OBJECTIVE: Quote the material word for word from the line containing "plant in this photo." through the line containing "white ceiling in this photo.", including both of those lines.
-- BEGIN --
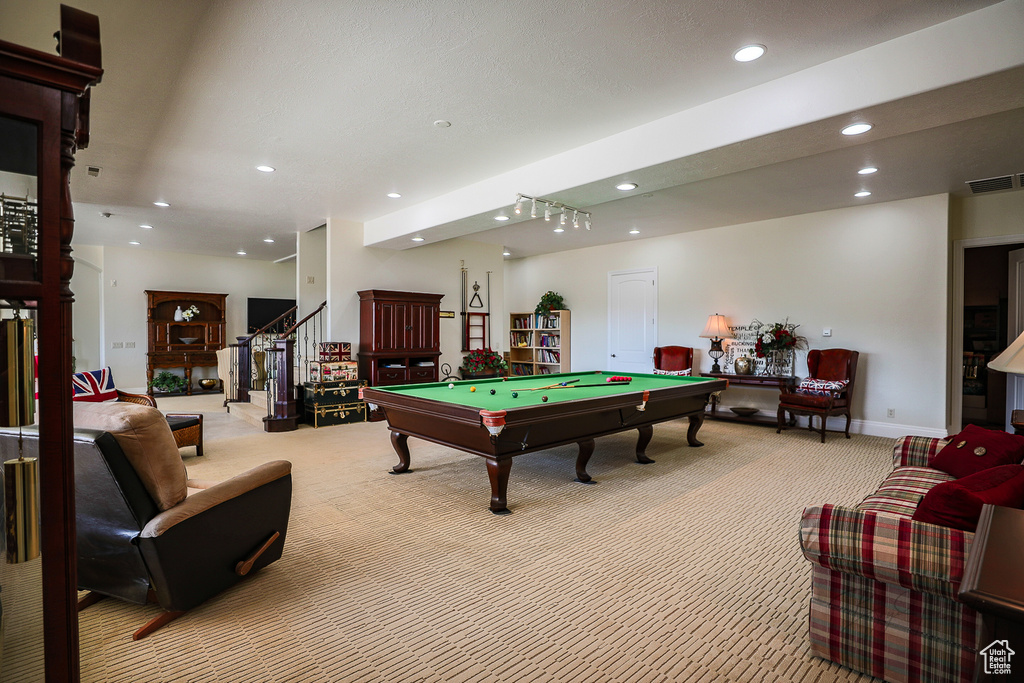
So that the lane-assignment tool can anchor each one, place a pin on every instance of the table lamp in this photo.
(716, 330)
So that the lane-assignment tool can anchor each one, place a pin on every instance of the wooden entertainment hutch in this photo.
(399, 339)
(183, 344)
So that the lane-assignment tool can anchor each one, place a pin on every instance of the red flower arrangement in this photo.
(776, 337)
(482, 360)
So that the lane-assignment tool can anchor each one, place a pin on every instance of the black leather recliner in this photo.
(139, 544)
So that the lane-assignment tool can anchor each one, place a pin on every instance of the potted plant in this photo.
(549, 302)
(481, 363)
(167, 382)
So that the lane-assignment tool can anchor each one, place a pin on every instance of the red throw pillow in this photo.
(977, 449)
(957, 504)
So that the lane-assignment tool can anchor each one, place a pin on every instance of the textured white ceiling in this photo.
-- END --
-- BEGIN --
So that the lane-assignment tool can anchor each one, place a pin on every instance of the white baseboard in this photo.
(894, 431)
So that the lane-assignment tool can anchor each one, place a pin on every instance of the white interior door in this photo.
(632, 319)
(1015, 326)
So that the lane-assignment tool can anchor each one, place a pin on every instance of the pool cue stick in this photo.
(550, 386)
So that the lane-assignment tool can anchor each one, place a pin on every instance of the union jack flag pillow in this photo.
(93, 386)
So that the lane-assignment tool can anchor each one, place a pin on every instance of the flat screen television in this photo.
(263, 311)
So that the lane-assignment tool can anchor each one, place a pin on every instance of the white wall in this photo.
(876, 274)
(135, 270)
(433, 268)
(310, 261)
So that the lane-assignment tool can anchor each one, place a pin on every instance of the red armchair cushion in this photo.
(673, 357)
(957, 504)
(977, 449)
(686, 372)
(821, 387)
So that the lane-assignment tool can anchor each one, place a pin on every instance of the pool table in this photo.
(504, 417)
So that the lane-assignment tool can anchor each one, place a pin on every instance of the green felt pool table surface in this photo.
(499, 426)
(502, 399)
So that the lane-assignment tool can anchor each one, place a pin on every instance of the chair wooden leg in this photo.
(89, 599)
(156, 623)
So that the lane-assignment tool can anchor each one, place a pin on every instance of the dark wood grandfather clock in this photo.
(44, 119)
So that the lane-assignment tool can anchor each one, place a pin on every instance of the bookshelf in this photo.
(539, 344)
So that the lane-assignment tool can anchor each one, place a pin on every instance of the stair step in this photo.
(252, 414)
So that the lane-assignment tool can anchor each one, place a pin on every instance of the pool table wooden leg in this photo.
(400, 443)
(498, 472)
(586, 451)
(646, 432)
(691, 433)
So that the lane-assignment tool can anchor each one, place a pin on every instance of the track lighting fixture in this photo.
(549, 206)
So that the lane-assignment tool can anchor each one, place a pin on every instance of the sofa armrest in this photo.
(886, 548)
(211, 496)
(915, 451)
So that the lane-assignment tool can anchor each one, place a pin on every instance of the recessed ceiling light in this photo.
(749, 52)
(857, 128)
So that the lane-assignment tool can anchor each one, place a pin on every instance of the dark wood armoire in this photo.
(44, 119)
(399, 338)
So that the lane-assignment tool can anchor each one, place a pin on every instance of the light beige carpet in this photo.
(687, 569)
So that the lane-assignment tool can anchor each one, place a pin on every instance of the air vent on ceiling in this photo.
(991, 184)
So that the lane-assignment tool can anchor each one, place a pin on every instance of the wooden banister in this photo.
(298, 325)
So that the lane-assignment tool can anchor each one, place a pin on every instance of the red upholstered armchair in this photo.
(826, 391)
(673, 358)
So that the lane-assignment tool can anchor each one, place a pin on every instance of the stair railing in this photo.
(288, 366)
-- END --
THE RESULT:
So that the lane-assignment tool can anchor each one, place a pin on every instance of the potted plant in this photo.
(549, 302)
(481, 363)
(167, 382)
So that the lane-assignment tool can anchor each one, place a pin on every instance of the red throw pillow in this photo.
(977, 449)
(957, 504)
So that the lane-assignment tool can anchor each one, place a pin on every instance of the textured white ceiling in this photo.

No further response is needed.